[GIVEN PASSAGE — start]

At its inaugural Studio Day in New York City last week, Luminar Technologies, Inc introduced Blade, its vision for the future of design and integration of autonomous vehicle (AV) technology across robotaxis, trucking, and consumer cars. The company also showcased the first consumer vehicle fully integrated with its Iris LiDAR, which is on track for series production with OEM partners starting in late 2022.
“Ultimately, it takes more than just great technology to deliver great design, and that’s exactly why we’re proud to show off the Blade concept with Iris that goes beyond the cars of today and visualizes the robo-taxis and trucks of tomorrow,” said Austin Russell, Founder and CEO of Luminar.
The event kicks off a global customer roadshow to demonstrate the performance, capabilities, and design integration of Iris. The company’s latest perception technology enables both detection and classification of objects out to 250 m (820 ft). It can perceive semantic segmentation classes like drivable space, lane, object, obstacle; object classes such as vehicles, trucks, pedestrians, and motorcycles; and can understand lane lines (whether solid, dashed, and dotted) and roads out to 150 m (490 ft). A single 1550-nm laser enables long ranges with pulse energy of 905 nm. Rather than spinning the whole lidar device, there are two-axis scanning mirrors with 120° x 30° field-of-view.

[GIVEN PASSAGE — finish]

- WHAT YOU WILL DO -
• 1. Copy the Luminar passage from "At its inaugural" up to and including "in late 2022.".
• 2. Answer these questions using the Luminar passage:
(a) When is Iris on track to begin series production with OEM partners?
(b) Who is the Founder and CEO of Luminar?
(c) What field of view do the two-axis scanning mirrors have?
• 3. Write the next part of the Luminar passage, picking up after its final sentence.
The data that comes next has no connection to the Luminar passage.

[SOURCE MATERIAL — start]

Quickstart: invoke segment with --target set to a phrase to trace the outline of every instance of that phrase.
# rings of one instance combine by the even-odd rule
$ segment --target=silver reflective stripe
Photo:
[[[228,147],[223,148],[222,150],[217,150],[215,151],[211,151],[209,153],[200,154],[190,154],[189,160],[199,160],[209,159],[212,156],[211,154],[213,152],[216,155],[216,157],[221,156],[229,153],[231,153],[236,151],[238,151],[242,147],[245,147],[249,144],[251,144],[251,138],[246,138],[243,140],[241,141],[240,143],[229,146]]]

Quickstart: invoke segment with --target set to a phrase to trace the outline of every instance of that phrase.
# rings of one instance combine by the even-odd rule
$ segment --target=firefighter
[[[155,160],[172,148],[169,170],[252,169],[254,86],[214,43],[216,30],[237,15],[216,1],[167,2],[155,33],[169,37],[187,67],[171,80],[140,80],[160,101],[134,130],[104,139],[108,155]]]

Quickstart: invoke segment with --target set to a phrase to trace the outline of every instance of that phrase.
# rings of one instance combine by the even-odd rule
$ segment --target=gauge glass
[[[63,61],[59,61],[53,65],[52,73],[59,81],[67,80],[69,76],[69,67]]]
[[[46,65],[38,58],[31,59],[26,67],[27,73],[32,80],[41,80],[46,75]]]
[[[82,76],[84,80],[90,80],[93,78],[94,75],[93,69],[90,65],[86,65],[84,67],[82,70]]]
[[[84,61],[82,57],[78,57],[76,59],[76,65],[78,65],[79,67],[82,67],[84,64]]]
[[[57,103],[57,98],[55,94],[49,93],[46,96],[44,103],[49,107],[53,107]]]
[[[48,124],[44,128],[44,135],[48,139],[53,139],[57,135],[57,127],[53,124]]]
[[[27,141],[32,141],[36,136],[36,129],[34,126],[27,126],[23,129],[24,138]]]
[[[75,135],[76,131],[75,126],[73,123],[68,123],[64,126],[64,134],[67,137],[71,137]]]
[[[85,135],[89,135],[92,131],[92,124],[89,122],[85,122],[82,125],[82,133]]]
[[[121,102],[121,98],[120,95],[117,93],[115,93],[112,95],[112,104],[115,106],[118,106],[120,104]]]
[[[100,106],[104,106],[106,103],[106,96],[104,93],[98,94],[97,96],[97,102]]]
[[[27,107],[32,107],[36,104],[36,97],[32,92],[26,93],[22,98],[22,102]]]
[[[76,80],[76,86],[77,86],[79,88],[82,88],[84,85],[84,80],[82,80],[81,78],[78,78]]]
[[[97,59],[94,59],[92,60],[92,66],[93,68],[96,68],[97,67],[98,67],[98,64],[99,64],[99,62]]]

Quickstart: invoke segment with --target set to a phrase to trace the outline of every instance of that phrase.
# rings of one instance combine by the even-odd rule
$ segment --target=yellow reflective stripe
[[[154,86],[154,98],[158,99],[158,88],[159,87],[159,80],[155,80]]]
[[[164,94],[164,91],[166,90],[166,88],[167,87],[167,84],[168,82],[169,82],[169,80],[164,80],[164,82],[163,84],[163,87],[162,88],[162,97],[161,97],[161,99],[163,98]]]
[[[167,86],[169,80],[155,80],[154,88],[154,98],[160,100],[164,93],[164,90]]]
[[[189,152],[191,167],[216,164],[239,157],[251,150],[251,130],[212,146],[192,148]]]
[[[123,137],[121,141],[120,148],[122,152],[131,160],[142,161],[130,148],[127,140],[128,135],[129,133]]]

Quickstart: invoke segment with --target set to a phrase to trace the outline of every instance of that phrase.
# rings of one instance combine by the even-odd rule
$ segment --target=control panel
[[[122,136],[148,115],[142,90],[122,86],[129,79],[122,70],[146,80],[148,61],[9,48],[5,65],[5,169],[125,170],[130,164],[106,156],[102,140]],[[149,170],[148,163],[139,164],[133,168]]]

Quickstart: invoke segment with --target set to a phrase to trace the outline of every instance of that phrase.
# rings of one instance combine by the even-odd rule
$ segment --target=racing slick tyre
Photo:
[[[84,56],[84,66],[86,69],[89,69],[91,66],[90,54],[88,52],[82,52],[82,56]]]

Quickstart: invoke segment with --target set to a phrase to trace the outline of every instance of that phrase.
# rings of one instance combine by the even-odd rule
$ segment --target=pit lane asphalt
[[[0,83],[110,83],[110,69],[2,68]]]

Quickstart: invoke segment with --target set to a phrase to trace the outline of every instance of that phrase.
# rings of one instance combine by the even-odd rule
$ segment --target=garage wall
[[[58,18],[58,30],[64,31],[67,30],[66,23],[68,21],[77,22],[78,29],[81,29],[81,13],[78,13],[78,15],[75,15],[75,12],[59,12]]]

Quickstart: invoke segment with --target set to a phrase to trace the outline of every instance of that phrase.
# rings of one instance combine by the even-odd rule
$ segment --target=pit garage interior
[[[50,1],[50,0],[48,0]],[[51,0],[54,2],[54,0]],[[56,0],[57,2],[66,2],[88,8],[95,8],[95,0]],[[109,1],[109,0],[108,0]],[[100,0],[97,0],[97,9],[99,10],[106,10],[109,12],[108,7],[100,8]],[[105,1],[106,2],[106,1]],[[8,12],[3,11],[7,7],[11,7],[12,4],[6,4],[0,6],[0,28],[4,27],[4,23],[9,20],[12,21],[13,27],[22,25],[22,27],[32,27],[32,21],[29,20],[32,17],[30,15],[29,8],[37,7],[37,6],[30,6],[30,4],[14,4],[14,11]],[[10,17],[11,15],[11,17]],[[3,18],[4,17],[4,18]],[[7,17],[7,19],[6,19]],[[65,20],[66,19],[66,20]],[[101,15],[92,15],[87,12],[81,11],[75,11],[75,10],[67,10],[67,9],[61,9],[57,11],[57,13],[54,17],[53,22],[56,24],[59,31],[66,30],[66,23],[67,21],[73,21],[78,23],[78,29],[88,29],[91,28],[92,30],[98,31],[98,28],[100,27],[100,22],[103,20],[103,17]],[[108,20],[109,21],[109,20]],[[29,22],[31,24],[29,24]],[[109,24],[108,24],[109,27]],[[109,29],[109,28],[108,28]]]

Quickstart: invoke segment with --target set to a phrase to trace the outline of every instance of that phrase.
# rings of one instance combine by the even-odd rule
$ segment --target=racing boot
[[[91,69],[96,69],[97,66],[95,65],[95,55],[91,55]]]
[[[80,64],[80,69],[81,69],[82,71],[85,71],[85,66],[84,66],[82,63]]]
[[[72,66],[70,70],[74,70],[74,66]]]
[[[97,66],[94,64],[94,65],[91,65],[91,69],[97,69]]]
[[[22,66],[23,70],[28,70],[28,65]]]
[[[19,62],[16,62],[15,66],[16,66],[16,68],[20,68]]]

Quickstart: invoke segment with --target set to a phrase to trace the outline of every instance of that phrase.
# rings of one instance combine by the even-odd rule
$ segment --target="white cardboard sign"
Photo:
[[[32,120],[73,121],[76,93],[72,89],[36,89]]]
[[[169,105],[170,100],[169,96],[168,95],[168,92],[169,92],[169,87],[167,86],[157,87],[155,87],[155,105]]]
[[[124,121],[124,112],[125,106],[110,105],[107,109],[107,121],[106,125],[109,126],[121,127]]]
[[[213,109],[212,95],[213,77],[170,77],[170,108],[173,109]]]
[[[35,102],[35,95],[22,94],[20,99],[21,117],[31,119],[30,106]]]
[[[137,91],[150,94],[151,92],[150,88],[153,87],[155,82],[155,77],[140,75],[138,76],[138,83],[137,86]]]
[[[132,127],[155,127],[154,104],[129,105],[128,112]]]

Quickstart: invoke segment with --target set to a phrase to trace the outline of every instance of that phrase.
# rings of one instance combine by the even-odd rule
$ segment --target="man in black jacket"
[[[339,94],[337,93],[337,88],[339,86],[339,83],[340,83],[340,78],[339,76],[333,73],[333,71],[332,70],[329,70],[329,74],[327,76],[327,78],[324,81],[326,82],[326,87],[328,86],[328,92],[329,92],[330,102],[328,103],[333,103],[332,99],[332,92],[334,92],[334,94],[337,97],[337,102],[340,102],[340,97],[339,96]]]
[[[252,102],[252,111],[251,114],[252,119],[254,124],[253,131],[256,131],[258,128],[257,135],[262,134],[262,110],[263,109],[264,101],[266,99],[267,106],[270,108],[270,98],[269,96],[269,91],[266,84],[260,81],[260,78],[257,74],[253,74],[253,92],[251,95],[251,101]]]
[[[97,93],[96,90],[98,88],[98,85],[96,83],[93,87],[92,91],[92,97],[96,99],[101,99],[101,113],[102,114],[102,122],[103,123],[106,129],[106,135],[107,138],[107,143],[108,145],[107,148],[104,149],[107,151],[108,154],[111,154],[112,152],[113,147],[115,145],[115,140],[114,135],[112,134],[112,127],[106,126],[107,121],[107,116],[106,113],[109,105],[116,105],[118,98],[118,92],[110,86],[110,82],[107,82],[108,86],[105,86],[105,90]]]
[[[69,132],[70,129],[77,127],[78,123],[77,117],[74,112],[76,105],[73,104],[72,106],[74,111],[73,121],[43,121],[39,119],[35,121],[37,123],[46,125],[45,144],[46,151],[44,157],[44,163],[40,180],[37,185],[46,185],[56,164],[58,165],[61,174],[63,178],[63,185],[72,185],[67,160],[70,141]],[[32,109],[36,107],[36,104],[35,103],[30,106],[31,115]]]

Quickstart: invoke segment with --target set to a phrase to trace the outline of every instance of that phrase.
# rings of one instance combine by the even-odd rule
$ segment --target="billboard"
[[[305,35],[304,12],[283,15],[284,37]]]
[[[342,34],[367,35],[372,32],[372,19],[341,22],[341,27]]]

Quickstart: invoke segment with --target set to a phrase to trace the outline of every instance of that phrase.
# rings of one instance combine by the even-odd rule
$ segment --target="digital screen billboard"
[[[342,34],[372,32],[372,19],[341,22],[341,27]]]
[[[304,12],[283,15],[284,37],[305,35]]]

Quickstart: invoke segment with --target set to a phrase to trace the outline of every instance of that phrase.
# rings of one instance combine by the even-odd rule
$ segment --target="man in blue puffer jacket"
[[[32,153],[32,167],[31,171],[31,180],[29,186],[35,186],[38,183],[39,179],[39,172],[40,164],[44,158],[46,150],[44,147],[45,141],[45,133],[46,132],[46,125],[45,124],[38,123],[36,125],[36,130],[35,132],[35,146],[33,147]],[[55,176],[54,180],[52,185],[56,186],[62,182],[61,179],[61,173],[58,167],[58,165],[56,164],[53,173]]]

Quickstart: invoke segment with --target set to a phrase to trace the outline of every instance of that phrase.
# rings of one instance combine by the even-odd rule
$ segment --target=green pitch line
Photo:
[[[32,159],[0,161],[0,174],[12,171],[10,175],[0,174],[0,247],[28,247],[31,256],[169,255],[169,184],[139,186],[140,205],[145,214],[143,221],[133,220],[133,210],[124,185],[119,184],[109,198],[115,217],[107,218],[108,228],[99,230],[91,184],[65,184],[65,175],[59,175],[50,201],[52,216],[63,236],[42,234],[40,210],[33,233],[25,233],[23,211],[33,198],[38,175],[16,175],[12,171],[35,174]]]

[SOURCE MATERIAL — finish]

- RESULTS IN ORDER -
• 1.
At its inaugural Studio Day in New York City last week, Luminar Technologies, Inc introduced Blade, its vision for the future of design and integration of autonomous vehicle (AV) technology across robotaxis, trucking, and consumer cars. The company also showcased the first consumer vehicle fully integrated with its Iris LiDAR, which is on track for series production with OEM partners starting in late 2022.

• 2.
(a) Late 2022
(b) Austin Russell
(c) 120° x 30°

• 3.
“Luminar is making the transition from the leader in LiDAR to the leader in automotive autonomy and safety,” added Russell. “Historically autonomous vehicle companies have been exclusively focused on robotaxis, but our focus has been building the technology foundation for autonomy starting with consumer vehicles and moving across verticals including trucks and robotaxis.”
When it comes to passenger cars, the company says that harmony of form, function, and technology is a paramount ideal for consumers and automakers. It bills the Blade as a first-ever concept and a powerful design expression of autonomous technology seamlessly integrated into cars, trucks, and robotaxis—incorporated into vehicle development programs from the onset.
The Blade concepts shown for robotaxi and trucking represent a creative collaboration between Luminar and NewDealDesign, led by acclaimed technology designer Gadi Amit, President / Principal Designer. Amit’s company is no stranger to transportation, having recently designed the Rolla compact, clean, and personal service option for mass transit. The stand-up pod has a full wrap interior to display routes and provide an immersive experience and is designed for automated daily disinfection for safe and healthy rides.
“Many technology companies under-appreciate the importance of design in envisioning fundamental technology architecture, especially when it comes to automotive,” said Amit. “Luminar has redefined AV design with seamless consumer vehicle integration, and it is taking it to the next level with the Blade concept. We hope that Blade can become the manifestation of blending LiDAR, autonomy, and next-generation vehicle design in an optimized and iconic way.”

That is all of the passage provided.